▶ **Written request 1**
Can you condense the paragraph beginning "Dr. Venkateswar has over 15 years" in the profile of Shyama Venkateswar into a short bulleted list that keeps its main facts?
>> Start Provided passage
Shyama Venkateswar, Director of the Public Policy Program

Dr. Venkateswar has over 15 years of experience in research, policy, and advocacy focusing on social justice issues, both in the U.S. and globally. Until recently, she worked at the National Council for Research on Women (NCRW), where she served as Director of Research & Programs, and helped guide the Council's policy agenda on economic security for low-income women, diversity in higher education and the corporate arena, women's leadership, and ending global violence against women. She is co-author of two recent NCRW reports - "Caring for Our Nation's Future" and "The Challenge and the Charge: Strategies for Retaining and Advancing Women of Color" - in addition to numerous opinion pieces on poverty, job creation, peace-building, and immigrant rights published in national and international newspapers. In addition to her work with NCRW, Dr. Venkateswar served as an academic adviser at Queens College, founding executive director of Mercy Corps' Action Center to End World Hunger, director of the Asian Social Issues Program at the Asia Society, and program officer at the Carnegie Council on Ethics and International Affairs.  She received her Ph.D. in Political Science from Columbia University and is a graduate of Smith College.
>> End Provided passage
>> Start Data section
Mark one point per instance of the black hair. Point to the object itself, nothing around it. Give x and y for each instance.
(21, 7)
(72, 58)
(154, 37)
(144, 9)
>> End Data section
▶ **Written request 2**
Could you present every line of the records above as a Markdown table with the columns Line and Entry, omitting any blank lines?

▶ **Task output 1**
- Over 15 years of experience in research, policy, and advocacy on social justice issues, in the U.S. and globally
- Until recently, Director of Research & Programs at the National Council for Research on Women (NCRW), helping guide its policy agenda on:
  - economic security for low-income women
  - diversity in higher education and the corporate arena
  - women's leadership
  - ending global violence against women
- Co-author of two NCRW reports, "Caring for Our Nation's Future" and "The Challenge and the Charge: Strategies for Retaining and Advancing Women of Color"
- Author of many opinion pieces on poverty, job creation, peace-building, and immigrant rights in national and international newspapers
- Other roles:
  - academic adviser at Queens College
  - founding executive director of Mercy Corps' Action Center to End World Hunger
  - director of the Asian Social Issues Program at the Asia Society
  - program officer at the Carnegie Council on Ethics and International Affairs
- Ph.D. in Political Science from Columbia University; graduate of Smith College

▶ **Task output 2**
| Line | Entry |
|---|---|
| 1 | Mark one point per instance of the black hair. Point to the object itself, nothing around it. Give x and y for each instance. |
| 2 | (21, 7) |
| 3 | (72, 58) |
| 4 | (154, 37) |
| 5 | (144, 9) |